:: WHAT IS EXPECTED ::
Rewrite the stretch of the records from the line that contains "Given the photograph above, the pointer locates the chrome" through the end of the records, requests included, adding -139 to each coordinate in the answers. Leave the requests and their sample coordinates unchanged.

:: SOURCE RECORDS ::
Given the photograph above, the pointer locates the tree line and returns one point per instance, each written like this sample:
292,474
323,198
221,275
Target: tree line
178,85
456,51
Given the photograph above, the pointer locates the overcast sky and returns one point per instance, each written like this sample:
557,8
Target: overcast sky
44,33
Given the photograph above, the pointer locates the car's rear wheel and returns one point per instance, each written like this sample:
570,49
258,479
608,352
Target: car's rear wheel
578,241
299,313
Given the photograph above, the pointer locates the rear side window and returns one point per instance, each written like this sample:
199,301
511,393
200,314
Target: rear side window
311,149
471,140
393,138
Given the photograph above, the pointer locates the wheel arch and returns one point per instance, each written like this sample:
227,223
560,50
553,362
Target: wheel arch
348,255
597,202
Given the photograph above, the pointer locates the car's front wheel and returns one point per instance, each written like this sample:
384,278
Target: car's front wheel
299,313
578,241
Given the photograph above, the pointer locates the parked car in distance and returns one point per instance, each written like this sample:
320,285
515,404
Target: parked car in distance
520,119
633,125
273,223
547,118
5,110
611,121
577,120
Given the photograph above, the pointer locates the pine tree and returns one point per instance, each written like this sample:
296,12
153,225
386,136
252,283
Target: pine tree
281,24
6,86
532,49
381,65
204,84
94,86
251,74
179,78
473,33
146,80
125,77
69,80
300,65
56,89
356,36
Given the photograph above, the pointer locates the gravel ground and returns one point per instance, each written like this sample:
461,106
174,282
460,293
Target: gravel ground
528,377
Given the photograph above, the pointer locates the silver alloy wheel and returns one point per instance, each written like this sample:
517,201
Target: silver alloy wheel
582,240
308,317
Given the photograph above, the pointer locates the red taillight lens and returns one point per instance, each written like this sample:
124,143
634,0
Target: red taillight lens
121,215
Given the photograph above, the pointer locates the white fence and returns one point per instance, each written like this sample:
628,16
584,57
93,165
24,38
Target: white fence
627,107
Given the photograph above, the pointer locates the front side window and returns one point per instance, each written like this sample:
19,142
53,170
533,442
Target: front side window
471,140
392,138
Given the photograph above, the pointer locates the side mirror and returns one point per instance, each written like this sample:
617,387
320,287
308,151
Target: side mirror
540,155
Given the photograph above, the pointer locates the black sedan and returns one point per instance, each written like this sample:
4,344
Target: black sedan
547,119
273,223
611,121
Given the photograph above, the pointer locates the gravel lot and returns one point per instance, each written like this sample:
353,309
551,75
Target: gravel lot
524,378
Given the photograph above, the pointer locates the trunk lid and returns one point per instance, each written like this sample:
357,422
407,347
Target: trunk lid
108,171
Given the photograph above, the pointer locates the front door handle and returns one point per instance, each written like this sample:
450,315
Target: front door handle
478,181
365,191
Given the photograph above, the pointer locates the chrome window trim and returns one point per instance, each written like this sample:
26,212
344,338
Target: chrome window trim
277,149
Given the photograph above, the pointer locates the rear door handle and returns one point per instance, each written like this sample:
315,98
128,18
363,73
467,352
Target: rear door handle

:: ANSWER FOR THIS EXERCISE ::
Given the photograph above, the pointer locates the chrome window trim and returns one point per instance, each written like this sample:
26,212
344,338
Target: chrome window trim
138,10
Given the photograph above, the pointer locates the rear door handle and returns one point per instance, each written like this sample:
315,98
128,18
363,73
467,352
Target: rear door handle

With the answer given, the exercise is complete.